What you have to do
A complete transcription of the material, exact in every line, is what is wanted.

+ + +

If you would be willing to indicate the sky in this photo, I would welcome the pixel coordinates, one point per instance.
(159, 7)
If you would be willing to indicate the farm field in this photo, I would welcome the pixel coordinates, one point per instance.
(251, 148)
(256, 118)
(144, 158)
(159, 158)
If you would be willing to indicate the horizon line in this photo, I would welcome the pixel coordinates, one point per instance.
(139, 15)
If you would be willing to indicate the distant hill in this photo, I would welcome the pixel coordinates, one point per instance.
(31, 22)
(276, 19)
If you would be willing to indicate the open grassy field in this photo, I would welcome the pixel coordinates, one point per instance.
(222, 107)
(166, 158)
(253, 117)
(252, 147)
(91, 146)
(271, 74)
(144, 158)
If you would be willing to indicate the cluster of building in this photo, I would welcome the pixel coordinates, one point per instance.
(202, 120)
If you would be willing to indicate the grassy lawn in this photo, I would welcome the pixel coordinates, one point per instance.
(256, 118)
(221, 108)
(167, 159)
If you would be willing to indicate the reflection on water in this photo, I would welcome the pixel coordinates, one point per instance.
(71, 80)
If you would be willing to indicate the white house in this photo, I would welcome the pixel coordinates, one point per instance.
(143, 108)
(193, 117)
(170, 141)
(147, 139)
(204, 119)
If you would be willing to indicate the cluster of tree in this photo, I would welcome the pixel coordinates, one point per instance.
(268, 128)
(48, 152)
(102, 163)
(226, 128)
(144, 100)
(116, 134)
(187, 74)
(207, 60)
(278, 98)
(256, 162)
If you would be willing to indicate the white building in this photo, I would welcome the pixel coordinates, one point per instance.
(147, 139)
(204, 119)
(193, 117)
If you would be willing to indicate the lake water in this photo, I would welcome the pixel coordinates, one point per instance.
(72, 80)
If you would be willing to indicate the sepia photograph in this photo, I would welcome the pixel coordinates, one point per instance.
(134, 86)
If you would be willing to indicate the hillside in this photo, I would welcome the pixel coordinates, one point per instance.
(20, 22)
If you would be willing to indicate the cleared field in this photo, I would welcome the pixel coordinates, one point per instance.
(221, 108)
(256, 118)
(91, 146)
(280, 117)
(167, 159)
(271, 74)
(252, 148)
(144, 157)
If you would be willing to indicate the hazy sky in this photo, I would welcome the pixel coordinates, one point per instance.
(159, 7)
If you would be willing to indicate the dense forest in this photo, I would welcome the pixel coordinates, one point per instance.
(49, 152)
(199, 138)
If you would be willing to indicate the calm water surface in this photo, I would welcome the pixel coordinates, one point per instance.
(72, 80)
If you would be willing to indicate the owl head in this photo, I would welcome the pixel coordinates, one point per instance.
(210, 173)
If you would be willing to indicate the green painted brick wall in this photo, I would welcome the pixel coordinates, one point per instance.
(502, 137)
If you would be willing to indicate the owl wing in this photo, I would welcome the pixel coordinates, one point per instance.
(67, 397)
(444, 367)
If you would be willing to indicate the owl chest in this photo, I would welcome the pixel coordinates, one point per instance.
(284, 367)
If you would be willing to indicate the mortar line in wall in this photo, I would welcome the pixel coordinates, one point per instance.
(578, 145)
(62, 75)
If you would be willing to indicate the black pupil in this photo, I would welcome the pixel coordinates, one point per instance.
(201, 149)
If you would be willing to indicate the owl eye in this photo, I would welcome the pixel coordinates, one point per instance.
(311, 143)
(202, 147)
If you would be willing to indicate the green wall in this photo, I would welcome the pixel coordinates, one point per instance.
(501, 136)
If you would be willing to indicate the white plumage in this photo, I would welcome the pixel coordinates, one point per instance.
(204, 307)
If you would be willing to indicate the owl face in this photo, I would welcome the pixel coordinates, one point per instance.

+ + +

Task output
If you would be willing to indicate the sky in this photo, I would welcome the pixel coordinates, one point per instance.
(159, 7)
If you would be willing to indicate the farm field in this photo, I would welcome the pixel coordinates, one point per instance.
(251, 148)
(256, 118)
(144, 158)
(159, 158)
If you would be willing to indicate the horizon line in this photo, I would welcome the pixel coordinates, one point per instance.
(139, 15)
If you would be willing to indicate the distant hill in this photo, I would welcome the pixel coordinates, one point per instance.
(31, 22)
(276, 19)
If you would be willing to indicate the open grassy field in this photo, I would welcome the pixel coordinates, one point per instance.
(222, 107)
(166, 158)
(253, 117)
(252, 147)
(91, 146)
(271, 74)
(144, 158)
If you would be willing to indicate the cluster of building in this photo, I would welcome the pixel coordinates, one point per instance.
(202, 120)
If you would be willing to indicate the grassy lawn in this photo, I would welcome the pixel coordinates, one point per instance.
(256, 118)
(221, 108)
(167, 159)
If you would be willing to indicate the reflection on water in this photo, I would welcome the pixel coordinates, one point per instance.
(71, 80)
If you would be willing to indicate the white house in this photo, I would welcome the pixel coordinates, one point per instance.
(143, 108)
(193, 117)
(170, 141)
(147, 139)
(204, 119)
If you would be willing to indicate the cluster of tree in this photo, I would welcome the pixel coordinates, one point per instance.
(268, 128)
(48, 152)
(102, 163)
(226, 128)
(144, 100)
(116, 134)
(187, 74)
(207, 60)
(278, 98)
(256, 162)
If you would be willing to indicate the white building in this photo, I would welcome the pixel coordinates, one point per instance.
(147, 139)
(204, 119)
(193, 117)
If you would be willing to indicate the lake water in this photo, I would welcome the pixel coordinates, one point per instance.
(72, 80)
If you would be willing to indicate the sepia photograph in this photo, I would welcome the pixel coordinates, one point per instance.
(134, 86)
If you would be willing to indicate the hillside in this photo, I would welcome the pixel coordinates, one point per instance.
(20, 22)
If you would be willing to indicate the cleared field in this photo, I would welcome the pixel coordinates, one point per instance.
(221, 108)
(256, 118)
(91, 146)
(280, 117)
(167, 159)
(271, 74)
(252, 148)
(144, 157)
If you would be willing to indicate the hazy sky in this photo, I would welcome the pixel coordinates, one point per instance.
(159, 7)
If you would be willing to indicate the dense forest in this photo, I would welcome the pixel coordinates, one point per instance.
(49, 152)
(199, 138)
If you would be willing to indicate the calm water surface in this photo, I would welcome the pixel coordinates, one point per instance.
(72, 80)
If you would be willing to indicate the owl head in this photo, I would welcome the pixel coordinates, one point per instance.
(210, 173)
If you would be willing to indicate the green painted brick wall in this photo, I would welcome the pixel coordinates, one point per instance.
(502, 137)
If you would be willing to indicate the owl wing in this photo, I would welcome the pixel coordinates, one point per instance.
(67, 397)
(444, 367)
If you would be willing to indicate the owl chest in this photo, I would welcome the pixel coordinates, one point per instance.
(284, 367)
If you would be willing to indicate the mortar line in wall in this photo, I would welcome the pixel coordinates, one point per instance.
(578, 145)
(62, 75)
If you would be willing to indicate the black pupil in this photo, I would welcome the pixel coordinates, one point per instance.
(201, 149)
If you would be willing to indicate the owl eye in this photo, I would welcome the pixel coordinates, one point per instance.
(311, 143)
(202, 147)
If you would be willing to indicate the green wall in this photo, I would welcome the pixel coordinates, one point per instance.
(501, 136)
If you would be willing to indicate the white plumage in this photo, I would welcome the pixel coordinates, one point per instance.
(204, 307)
If you would be willing to indicate the owl face in this photo, I would welcome the pixel coordinates, one point per instance.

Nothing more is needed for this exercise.